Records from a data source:
┌──
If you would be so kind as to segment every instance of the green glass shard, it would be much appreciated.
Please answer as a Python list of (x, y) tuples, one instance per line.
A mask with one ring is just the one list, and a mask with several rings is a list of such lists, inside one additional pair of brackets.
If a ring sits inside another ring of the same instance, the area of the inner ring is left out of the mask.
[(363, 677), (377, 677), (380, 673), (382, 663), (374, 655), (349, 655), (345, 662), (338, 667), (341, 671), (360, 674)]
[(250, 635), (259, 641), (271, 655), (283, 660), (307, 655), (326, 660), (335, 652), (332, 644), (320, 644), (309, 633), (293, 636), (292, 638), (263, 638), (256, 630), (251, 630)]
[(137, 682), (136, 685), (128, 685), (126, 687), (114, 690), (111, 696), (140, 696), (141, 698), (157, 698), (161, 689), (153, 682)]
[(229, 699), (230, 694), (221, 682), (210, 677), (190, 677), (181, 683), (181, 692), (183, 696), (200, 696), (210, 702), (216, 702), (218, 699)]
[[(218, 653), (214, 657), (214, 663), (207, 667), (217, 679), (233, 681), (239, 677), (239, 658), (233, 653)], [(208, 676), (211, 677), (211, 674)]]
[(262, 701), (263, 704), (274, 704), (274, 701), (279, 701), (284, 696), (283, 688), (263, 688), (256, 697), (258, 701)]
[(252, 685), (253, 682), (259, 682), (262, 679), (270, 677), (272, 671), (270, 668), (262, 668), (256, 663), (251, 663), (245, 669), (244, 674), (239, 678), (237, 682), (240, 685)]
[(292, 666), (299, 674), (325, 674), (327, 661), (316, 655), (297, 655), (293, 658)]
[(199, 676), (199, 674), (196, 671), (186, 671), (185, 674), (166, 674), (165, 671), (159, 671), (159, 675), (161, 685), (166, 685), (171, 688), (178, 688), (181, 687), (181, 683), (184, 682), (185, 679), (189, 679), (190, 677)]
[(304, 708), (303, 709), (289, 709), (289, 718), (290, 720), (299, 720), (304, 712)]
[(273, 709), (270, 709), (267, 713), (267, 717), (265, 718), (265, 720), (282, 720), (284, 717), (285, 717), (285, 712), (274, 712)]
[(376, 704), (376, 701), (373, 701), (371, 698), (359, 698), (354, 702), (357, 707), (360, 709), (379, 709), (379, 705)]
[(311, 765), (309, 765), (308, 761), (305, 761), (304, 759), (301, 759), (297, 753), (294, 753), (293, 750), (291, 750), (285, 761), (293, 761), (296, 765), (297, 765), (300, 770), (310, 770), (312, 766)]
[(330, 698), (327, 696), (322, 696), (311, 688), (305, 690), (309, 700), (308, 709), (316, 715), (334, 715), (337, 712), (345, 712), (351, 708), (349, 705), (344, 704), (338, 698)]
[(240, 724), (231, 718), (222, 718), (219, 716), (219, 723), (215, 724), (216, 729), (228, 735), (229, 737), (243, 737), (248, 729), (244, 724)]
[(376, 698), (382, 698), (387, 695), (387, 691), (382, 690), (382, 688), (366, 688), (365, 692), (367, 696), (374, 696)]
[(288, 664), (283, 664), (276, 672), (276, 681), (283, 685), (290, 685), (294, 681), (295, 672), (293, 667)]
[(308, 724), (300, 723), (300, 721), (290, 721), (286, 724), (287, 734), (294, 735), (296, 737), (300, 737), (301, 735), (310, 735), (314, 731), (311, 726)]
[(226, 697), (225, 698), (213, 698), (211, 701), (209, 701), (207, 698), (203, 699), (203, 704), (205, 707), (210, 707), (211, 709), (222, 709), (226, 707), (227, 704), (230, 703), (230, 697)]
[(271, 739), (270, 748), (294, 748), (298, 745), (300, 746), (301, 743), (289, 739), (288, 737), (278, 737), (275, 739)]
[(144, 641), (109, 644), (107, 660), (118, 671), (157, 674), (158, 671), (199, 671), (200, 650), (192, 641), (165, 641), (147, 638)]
└──
WHAT THE TASK REQUIRES =>
Retype the stretch of the data from its start through the line that contains "A mask with one", keeping every word and mark unchanged.

EXERCISE SOLUTION =>
If you would be so kind as to segment every instance of the green glass shard, it would be much appreciated.
Please answer as a Python list of (x, y) tuples, one instance per line.
A mask with one ring is just the one list, and a mask with several rings is a list of such lists, inside one additional pair of brackets.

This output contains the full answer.